→ **Task goal**
Count the lines in the listing below that contain the word "silhouette", and reply with only the number.
++++ Records for the exercise
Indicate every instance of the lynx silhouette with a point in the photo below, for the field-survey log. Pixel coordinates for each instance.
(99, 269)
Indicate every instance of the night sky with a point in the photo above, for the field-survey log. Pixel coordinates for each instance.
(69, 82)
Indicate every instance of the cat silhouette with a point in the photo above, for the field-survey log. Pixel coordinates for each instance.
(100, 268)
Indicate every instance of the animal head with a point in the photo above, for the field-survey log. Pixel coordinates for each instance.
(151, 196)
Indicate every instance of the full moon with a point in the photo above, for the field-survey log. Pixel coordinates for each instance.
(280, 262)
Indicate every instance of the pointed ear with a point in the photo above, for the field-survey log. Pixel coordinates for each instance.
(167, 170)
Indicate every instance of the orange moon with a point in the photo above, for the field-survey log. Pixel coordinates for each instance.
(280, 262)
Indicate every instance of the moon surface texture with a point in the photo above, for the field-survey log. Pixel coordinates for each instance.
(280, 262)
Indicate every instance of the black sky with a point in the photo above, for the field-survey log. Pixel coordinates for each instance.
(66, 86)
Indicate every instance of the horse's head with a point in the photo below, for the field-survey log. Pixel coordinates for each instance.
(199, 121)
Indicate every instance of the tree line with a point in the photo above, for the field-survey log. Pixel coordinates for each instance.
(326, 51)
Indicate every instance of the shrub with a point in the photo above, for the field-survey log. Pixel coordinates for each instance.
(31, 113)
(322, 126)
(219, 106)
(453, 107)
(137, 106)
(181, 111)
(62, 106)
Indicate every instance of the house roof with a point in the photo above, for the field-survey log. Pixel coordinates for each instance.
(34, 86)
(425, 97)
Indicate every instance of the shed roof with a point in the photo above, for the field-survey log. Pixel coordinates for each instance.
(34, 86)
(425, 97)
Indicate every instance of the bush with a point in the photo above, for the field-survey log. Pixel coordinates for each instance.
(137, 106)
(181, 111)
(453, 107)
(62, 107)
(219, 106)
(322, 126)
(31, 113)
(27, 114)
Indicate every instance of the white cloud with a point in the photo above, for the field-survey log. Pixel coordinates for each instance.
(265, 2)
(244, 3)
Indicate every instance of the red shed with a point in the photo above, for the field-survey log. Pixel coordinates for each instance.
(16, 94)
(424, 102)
++++++++
++++ Records for the exercise
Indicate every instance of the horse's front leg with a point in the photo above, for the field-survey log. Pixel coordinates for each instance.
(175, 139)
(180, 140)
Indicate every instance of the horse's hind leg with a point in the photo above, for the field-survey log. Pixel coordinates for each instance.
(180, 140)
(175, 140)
++++++++
→ **Final result**
2